[Source excerpt]
══════

An Engineer's Perspective on Power Relays

The relay presents a learning challenge to the uninitiated. The first challenge involves mastering the difference between coil and contact including the distinction between normally open and normally closed. The second challenge involves an understanding of the dynamic nature of coil, contact, and the inductive nature of most loads.

The first learning challenge is solved using ladder logic. Students learn to appreciate the difference between coil and contact by constructing elementary logic gates. They also learn how to construct primitive relay-based memory circuits by constructing the 3-wire start stop circuit.

The learning challenge associated with relay dynamics requires considerably more study. Here the term dynamics is associated with both coil and contact. For example, the relay’s coil acts as an inductor. It takes time to build the magnetic field and time to dissipate the energy. The dynamics associated with dissipating the coil’s energy has a profound impact on the time it takes to open the relay.

The dynamics associated with the load adds another layer of complexity. For example, we know that AC currents are easier to interrupt than DC currents. The fact that the current passes though zero twice a cycle makes it easier to extinguish the arc. This is reflected in the dual specifications for a relay’s contacts such as 277 VAC but only 110 VDC. There is often an additional stipulation about inductive loads as an inductor can sustain an arc across opening contacts thereby reducing the life of the relay through contact pitting. Note that the previously mentioned speed of contact opening will impact relay life especially if the relay/contactor is used to drive large inductive loads.

══════

[Raw data]
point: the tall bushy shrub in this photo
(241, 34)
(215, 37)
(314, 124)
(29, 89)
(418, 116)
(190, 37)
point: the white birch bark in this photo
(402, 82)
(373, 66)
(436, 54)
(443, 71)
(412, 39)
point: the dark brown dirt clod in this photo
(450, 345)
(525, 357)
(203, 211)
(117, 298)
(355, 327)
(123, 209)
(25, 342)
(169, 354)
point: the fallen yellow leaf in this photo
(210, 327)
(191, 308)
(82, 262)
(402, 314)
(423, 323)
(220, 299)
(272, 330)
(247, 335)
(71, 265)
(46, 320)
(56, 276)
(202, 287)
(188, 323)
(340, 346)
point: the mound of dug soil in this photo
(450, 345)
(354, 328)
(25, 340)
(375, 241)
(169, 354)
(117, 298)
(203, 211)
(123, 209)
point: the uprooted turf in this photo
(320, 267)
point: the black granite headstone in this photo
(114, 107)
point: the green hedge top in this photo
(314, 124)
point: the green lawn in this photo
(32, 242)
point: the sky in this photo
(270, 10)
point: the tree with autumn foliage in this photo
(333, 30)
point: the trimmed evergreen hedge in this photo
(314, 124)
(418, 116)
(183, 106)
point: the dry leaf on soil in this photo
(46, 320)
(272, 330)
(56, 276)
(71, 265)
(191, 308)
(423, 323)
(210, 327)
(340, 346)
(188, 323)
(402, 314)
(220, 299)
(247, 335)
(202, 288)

══════

[Problems and tasks]
1 > Quote the text on power relays in full, word for word.
2 > Print the records from the line holding "point: the green lawn in this photo" through the last line of the records, both ends included, and nothing else.

[Answers to the tasks]
1 >
An Engineer's Perspective on Power Relays

The relay presents a learning challenge to the uninitiated. The first challenge involves mastering the difference between coil and contact including the distinction between normally open and normally closed. The second challenge involves an understanding of the dynamic nature of coil, contact, and the inductive nature of most loads.

The first learning challenge is solved using ladder logic. Students learn to appreciate the difference between coil and contact by constructing elementary logic gates. They also learn how to construct primitive relay-based memory circuits by constructing the 3-wire start stop circuit.

The learning challenge associated with relay dynamics requires considerably more study. Here the term dynamics is associated with both coil and contact. For example, the relay’s coil acts as an inductor. It takes time to build the magnetic field and time to dissipate the energy. The dynamics associated with dissipating the coil’s energy has a profound impact on the time it takes to open the relay.

The dynamics associated with the load adds another layer of complexity. For example, we know that AC currents are easier to interrupt than DC currents. The fact that the current passes though zero twice a cycle makes it easier to extinguish the arc. This is reflected in the dual specifications for a relay’s contacts such as 277 VAC but only 110 VDC. There is often an additional stipulation about inductive loads as an inductor can sustain an arc across opening contacts thereby reducing the life of the relay through contact pitting. Note that the previously mentioned speed of contact opening will impact relay life especially if the relay/contactor is used to drive large inductive loads.

2 >
point: the green lawn in this photo
(32, 242)
point: the sky in this photo
(270, 10)
point: the tree with autumn foliage in this photo
(333, 30)
point: the trimmed evergreen hedge in this photo
(314, 124)
(418, 116)
(183, 106)
point: the dry leaf on soil in this photo
(46, 320)
(272, 330)
(56, 276)
(71, 265)
(191, 308)
(423, 323)
(210, 327)
(340, 346)
(188, 323)
(402, 314)
(220, 299)
(247, 335)
(202, 288)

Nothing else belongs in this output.